Text excerpt |
+ + + + +

Also to consider are some stackable plastic tool boxes.


----------



## JR_Dog

I think the 4th picture down is a cool box; looks really durable and the dovetails give it a nice touch.


----------



## a1Jim

Not sure about an all open design like the one with the box joints.
Mr'Doc I forget do I know you? )
wahoo I was thinking if I made it myself it might help my students might get a little inspiration from a nice looking tool box.


----------



## waho6o9

Maybe make it a class project and the students can make their own.


----------



## TopamaxSurvivor

5 board to Studley covers a lot of ground Jim ;-)) Which ever you decide on, I suggest having all the tools in a permanent, marked spot. That way you can see at a glance if any are missing.


----------



## DocSavage45

Hey Jim,

It's in this video.

http://www.thehighlandwoodworker.com/?utm_source=iContact&utm_medium=email&utm_campaign=Wood%20News&utm_content=THW+5


----------



## a1Jim

A class project might work but most the people in my class sellect their own project
Thanks alot Tom I'l check it out.


----------



## moonie

Can we go outside the box on this one like a tool box on wheel's like the one's you see poeple in the air ports and it would be easyer to get in and out of you car or truck.


----------



## Wally331

Hey Jim, I think this is a pretty cool design, and it seems to fit your needs.
Tool Chesthttp://woodgears.ca/tool_holders/toolchest.html


----------



## a1Jim

If it ends up being bigger than I plan wheels would be a great idea ,thanks David
Wally I remember seeing that design some time ago ,I do think it's cool ,but I don't know about the hinge aspect of the design.


----------



## TCCcabinetmaker

could model it after that rolling chest that stanley sells, but you'd want to choose a light weight wood such as poplar, cypress, or even aromatic cedar.


----------



## a1Jim

I'm not convinced that I want a tool box that's big enough to have wheels.


----------



## moonie

I wasnt ether here are some pic's of what I was talking about and you said 20" long 6' TO 16" tall and 12" wided right but TTC is right what would you use for the weight but well walnut work. Sorry about the used parts but where I come from if you dont have the money for it you build it.


----------



## Stephenw

Perhaps a design similar to the one with legs? A design that could be used as both a tool box and a folding saw bench.


----------



## renners

No.2 is fantastic, I'd consider making a fatter version of that used upright, with both sides opening as pic no.3. You could lay out the chisels/squares in one side, saws in the other, the middle section containing a shelf for a No.4 1/2 plane and a block plane, a couple of removeable shallow drawers accessible from either side for rules, tapes, marking knife, screwdrivers etc., and an empty space at the bottom for the mallet/hammers etc. Just a thought. Do you need an eggbeater?


----------



## a1Jim

Thanks for the suggestion David but I don't want to bother with wheels ,If I can't carry it with ease it's more than I need. I think your idea might be something I'd use if I wanted to carry more.
Renners I don't plan on carrying saws or any plane bigger than a a couple shoulder planes . I do have several egg beateaters but my class is principally power tools.the design your suggesting is very similar to what I was thinking about for the #3 tool box. Thanks for your input.

+ + + + +

(Pointing records)
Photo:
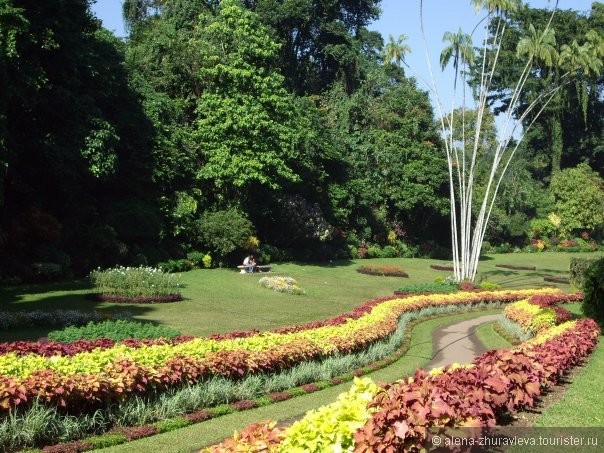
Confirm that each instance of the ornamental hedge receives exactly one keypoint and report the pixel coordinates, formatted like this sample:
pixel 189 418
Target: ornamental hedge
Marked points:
pixel 98 373
pixel 400 416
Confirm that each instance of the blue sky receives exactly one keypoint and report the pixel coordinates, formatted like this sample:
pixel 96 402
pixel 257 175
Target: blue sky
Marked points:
pixel 398 17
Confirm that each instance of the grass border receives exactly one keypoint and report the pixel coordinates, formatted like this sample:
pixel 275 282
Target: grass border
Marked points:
pixel 123 436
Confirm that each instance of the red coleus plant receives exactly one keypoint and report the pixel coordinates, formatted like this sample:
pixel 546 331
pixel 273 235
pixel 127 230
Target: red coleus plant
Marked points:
pixel 497 382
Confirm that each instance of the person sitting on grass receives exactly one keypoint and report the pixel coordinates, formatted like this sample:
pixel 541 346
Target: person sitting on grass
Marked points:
pixel 250 263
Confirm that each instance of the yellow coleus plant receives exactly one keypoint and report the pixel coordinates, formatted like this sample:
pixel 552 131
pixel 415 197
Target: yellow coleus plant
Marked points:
pixel 332 427
pixel 372 326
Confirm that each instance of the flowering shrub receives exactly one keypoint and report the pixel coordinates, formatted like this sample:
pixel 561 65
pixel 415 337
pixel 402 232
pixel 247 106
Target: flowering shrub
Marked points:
pixel 387 271
pixel 115 330
pixel 476 395
pixel 99 376
pixel 55 318
pixel 281 284
pixel 540 312
pixel 513 267
pixel 133 282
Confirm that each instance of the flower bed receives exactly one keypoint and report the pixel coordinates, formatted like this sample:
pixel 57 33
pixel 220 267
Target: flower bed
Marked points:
pixel 115 299
pixel 518 268
pixel 399 416
pixel 385 271
pixel 135 285
pixel 97 377
pixel 281 284
pixel 562 280
pixel 540 312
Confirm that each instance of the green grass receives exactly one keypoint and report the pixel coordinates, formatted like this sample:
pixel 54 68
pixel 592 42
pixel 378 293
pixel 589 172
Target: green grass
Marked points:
pixel 223 300
pixel 582 404
pixel 215 430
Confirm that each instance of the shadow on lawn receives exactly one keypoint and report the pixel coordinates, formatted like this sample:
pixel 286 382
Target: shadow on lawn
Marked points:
pixel 69 295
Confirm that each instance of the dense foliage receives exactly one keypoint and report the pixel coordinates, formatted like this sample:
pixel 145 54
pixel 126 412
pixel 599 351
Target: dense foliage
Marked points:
pixel 287 122
pixel 593 285
pixel 114 330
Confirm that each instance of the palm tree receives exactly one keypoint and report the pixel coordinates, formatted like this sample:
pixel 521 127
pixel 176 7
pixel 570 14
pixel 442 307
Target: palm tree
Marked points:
pixel 460 49
pixel 539 46
pixel 396 50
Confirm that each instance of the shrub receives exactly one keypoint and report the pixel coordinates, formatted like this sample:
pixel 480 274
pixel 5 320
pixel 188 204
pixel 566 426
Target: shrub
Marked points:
pixel 281 284
pixel 387 271
pixel 466 286
pixel 488 286
pixel 164 426
pixel 541 228
pixel 421 288
pixel 200 259
pixel 115 330
pixel 578 267
pixel 389 252
pixel 520 268
pixel 173 266
pixel 373 251
pixel 134 281
pixel 593 287
pixel 224 231
pixel 551 279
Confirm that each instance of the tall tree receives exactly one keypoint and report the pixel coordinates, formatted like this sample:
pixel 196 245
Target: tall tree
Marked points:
pixel 395 50
pixel 468 233
pixel 570 128
pixel 74 137
pixel 245 116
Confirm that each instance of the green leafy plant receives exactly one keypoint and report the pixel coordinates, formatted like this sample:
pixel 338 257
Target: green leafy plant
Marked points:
pixel 281 284
pixel 115 330
pixel 224 231
pixel 578 267
pixel 593 287
pixel 420 288
pixel 387 271
pixel 132 282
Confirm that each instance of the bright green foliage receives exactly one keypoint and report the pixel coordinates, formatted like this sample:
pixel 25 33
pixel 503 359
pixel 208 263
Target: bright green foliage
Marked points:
pixel 593 287
pixel 134 281
pixel 245 115
pixel 332 427
pixel 394 171
pixel 541 229
pixel 577 270
pixel 579 194
pixel 569 129
pixel 115 330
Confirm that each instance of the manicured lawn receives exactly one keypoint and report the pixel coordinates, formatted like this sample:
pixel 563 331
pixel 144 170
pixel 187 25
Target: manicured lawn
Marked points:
pixel 222 300
pixel 583 403
pixel 214 431
pixel 491 339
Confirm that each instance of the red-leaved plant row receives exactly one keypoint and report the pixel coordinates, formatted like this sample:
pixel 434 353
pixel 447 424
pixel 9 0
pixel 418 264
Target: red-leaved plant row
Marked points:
pixel 499 382
pixel 479 396
pixel 124 378
pixel 550 301
pixel 50 348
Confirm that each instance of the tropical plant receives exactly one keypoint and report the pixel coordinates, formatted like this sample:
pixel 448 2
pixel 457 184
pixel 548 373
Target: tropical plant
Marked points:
pixel 468 228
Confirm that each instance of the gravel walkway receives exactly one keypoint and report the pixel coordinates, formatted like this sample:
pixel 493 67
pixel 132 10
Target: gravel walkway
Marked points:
pixel 457 343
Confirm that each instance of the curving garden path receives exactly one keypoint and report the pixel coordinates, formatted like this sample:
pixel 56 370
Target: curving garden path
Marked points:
pixel 457 343
pixel 453 341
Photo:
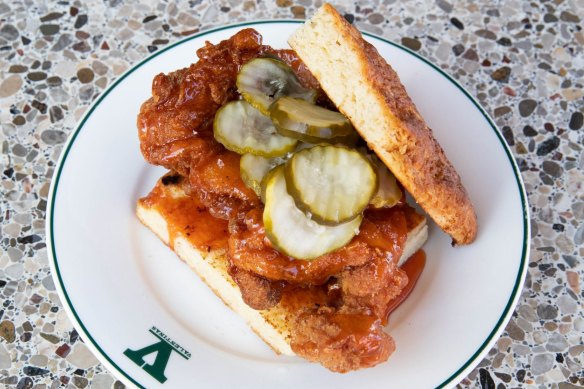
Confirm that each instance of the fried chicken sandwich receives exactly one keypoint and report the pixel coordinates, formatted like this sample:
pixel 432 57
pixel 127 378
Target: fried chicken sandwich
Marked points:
pixel 282 192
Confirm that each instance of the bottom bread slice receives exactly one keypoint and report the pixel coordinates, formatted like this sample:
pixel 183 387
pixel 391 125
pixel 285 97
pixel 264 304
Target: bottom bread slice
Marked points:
pixel 210 263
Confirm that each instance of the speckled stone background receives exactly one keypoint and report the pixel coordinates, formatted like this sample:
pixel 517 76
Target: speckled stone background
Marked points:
pixel 523 60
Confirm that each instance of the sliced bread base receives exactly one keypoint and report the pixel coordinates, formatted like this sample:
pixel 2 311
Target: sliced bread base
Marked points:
pixel 271 325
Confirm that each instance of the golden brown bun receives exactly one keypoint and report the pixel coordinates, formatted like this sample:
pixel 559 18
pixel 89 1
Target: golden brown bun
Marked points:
pixel 368 91
pixel 272 325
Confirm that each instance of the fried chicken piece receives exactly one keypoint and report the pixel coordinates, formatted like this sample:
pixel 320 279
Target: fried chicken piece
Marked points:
pixel 216 181
pixel 175 123
pixel 372 286
pixel 340 342
pixel 257 292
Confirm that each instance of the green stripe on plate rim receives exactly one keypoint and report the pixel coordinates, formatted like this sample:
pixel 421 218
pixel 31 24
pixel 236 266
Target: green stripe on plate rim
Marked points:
pixel 520 275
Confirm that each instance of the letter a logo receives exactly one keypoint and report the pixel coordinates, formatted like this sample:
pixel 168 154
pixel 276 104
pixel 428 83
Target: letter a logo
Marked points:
pixel 163 349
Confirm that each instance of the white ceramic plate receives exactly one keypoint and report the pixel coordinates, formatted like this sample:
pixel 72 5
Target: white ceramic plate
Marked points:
pixel 123 288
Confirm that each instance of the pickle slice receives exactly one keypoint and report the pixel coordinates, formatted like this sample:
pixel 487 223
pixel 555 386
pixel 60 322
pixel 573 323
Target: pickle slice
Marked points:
pixel 292 232
pixel 334 184
pixel 308 122
pixel 262 81
pixel 243 129
pixel 388 194
pixel 254 168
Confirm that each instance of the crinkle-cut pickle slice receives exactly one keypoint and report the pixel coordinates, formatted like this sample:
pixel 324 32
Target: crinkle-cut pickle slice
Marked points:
pixel 262 81
pixel 308 122
pixel 254 168
pixel 243 129
pixel 334 184
pixel 291 231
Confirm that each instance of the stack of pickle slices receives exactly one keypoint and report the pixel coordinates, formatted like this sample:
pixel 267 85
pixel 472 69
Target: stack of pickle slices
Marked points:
pixel 303 161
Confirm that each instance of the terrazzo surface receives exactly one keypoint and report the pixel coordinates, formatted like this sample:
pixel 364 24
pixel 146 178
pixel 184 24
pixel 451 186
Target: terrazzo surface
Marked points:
pixel 522 60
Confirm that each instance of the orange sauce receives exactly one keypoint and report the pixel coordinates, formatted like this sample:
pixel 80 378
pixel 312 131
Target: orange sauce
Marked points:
pixel 413 268
pixel 187 217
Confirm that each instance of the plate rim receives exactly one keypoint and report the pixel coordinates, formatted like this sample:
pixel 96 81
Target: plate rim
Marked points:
pixel 104 358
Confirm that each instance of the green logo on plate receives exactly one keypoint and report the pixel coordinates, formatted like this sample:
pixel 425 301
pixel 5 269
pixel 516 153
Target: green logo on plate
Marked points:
pixel 163 348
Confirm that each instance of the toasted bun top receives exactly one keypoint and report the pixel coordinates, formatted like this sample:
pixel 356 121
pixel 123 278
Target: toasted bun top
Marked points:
pixel 368 91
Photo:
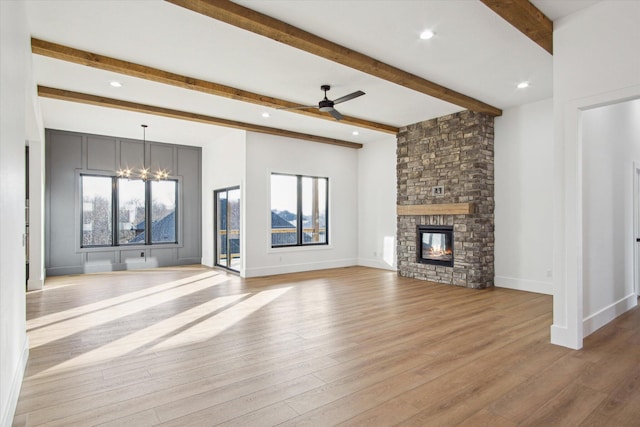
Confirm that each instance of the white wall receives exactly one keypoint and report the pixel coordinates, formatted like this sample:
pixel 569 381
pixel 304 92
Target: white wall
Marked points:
pixel 14 70
pixel 610 145
pixel 596 61
pixel 223 165
pixel 523 197
pixel 266 154
pixel 377 187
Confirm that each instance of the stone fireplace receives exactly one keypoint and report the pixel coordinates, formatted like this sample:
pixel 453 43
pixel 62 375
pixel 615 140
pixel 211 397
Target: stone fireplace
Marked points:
pixel 445 181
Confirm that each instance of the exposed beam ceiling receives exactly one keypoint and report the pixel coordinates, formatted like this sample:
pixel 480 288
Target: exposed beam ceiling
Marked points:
pixel 250 20
pixel 527 18
pixel 65 53
pixel 100 101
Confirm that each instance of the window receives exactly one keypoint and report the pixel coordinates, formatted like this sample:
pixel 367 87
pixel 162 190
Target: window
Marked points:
pixel 97 211
pixel 119 209
pixel 163 211
pixel 299 210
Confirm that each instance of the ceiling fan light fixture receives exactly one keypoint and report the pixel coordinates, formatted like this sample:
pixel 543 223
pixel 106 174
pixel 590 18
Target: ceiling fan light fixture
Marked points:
pixel 427 34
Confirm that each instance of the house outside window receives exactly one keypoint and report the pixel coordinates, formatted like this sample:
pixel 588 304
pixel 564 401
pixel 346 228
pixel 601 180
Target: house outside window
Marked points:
pixel 299 210
pixel 115 211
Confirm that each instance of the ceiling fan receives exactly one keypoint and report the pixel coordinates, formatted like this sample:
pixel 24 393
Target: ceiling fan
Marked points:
pixel 326 105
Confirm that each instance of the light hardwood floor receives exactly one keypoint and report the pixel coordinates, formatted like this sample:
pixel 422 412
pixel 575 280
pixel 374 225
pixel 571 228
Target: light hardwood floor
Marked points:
pixel 352 346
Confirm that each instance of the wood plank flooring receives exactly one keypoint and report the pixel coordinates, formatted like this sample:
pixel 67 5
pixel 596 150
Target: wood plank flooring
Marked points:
pixel 192 346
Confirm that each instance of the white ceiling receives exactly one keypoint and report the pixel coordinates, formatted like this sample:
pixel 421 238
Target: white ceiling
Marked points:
pixel 474 52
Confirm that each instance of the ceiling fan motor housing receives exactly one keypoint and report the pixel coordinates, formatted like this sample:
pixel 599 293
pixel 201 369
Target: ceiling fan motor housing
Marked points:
pixel 325 105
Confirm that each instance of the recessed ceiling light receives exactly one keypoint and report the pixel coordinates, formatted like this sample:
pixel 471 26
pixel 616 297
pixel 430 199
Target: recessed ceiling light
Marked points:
pixel 427 34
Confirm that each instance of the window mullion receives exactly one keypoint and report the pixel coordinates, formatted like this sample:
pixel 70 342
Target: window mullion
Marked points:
pixel 115 209
pixel 147 212
pixel 299 206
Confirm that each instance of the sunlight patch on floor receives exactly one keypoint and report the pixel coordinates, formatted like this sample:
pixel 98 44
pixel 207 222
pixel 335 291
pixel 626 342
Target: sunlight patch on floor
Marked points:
pixel 60 325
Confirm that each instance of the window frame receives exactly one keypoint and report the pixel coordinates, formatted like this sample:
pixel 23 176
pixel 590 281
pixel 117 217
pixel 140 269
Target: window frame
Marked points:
pixel 300 217
pixel 115 210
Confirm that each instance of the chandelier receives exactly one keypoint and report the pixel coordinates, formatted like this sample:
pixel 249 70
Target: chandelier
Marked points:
pixel 143 174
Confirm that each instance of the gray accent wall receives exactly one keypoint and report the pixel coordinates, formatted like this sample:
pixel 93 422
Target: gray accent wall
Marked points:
pixel 70 154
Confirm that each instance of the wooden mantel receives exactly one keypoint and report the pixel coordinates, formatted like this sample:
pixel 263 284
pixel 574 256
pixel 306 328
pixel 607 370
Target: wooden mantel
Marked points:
pixel 436 209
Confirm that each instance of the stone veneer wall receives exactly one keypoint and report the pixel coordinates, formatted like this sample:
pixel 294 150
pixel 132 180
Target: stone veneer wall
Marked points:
pixel 455 151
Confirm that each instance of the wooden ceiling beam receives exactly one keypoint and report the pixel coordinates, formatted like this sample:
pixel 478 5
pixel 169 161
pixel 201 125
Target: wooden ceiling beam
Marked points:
pixel 100 101
pixel 250 20
pixel 527 18
pixel 65 53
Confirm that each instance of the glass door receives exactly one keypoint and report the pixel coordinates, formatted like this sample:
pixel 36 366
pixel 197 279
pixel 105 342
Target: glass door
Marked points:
pixel 227 230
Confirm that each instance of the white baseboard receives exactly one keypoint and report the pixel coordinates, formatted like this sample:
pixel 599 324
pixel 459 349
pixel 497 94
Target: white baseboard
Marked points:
pixel 524 285
pixel 375 263
pixel 297 268
pixel 597 320
pixel 9 407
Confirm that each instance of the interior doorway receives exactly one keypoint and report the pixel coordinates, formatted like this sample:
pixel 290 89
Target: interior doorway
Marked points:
pixel 227 228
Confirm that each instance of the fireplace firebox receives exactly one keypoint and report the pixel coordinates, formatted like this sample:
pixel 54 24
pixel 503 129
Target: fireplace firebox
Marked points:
pixel 435 245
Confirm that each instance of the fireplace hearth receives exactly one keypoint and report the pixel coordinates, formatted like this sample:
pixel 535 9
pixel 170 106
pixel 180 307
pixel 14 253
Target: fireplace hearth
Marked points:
pixel 435 245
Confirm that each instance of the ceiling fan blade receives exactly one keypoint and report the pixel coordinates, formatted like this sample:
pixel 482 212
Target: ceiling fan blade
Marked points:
pixel 336 114
pixel 299 107
pixel 348 97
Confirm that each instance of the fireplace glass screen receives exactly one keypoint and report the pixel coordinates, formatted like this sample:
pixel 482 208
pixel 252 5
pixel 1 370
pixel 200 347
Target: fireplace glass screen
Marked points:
pixel 435 245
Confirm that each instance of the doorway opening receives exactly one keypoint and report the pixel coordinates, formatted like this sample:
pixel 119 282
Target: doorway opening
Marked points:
pixel 227 228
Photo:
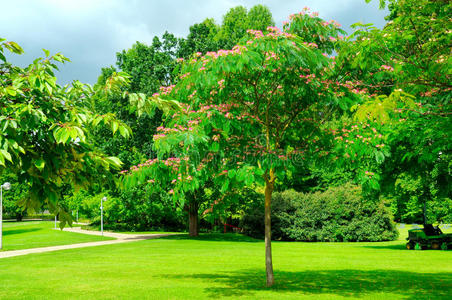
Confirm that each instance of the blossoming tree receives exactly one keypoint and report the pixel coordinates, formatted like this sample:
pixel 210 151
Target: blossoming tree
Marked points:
pixel 45 136
pixel 248 115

+ + + + +

Instructions |
A. In the tool box thread, why does one poster recommend giving every tool a permanent, marked spot?
B. Copy the tool box thread from "## TCCcabinetmaker" up to and including "even aromatic cedar.".
Work from the tool box thread alone.

Written answers |
A. Giving every tool a permanent, marked spot lets you see at a glance whether any tools are missing.

B.
## TCCcabinetmaker

could model it after that rolling chest that stanley sells, but you'd want to choose a light weight wood such as poplar, cypress, or even aromatic cedar.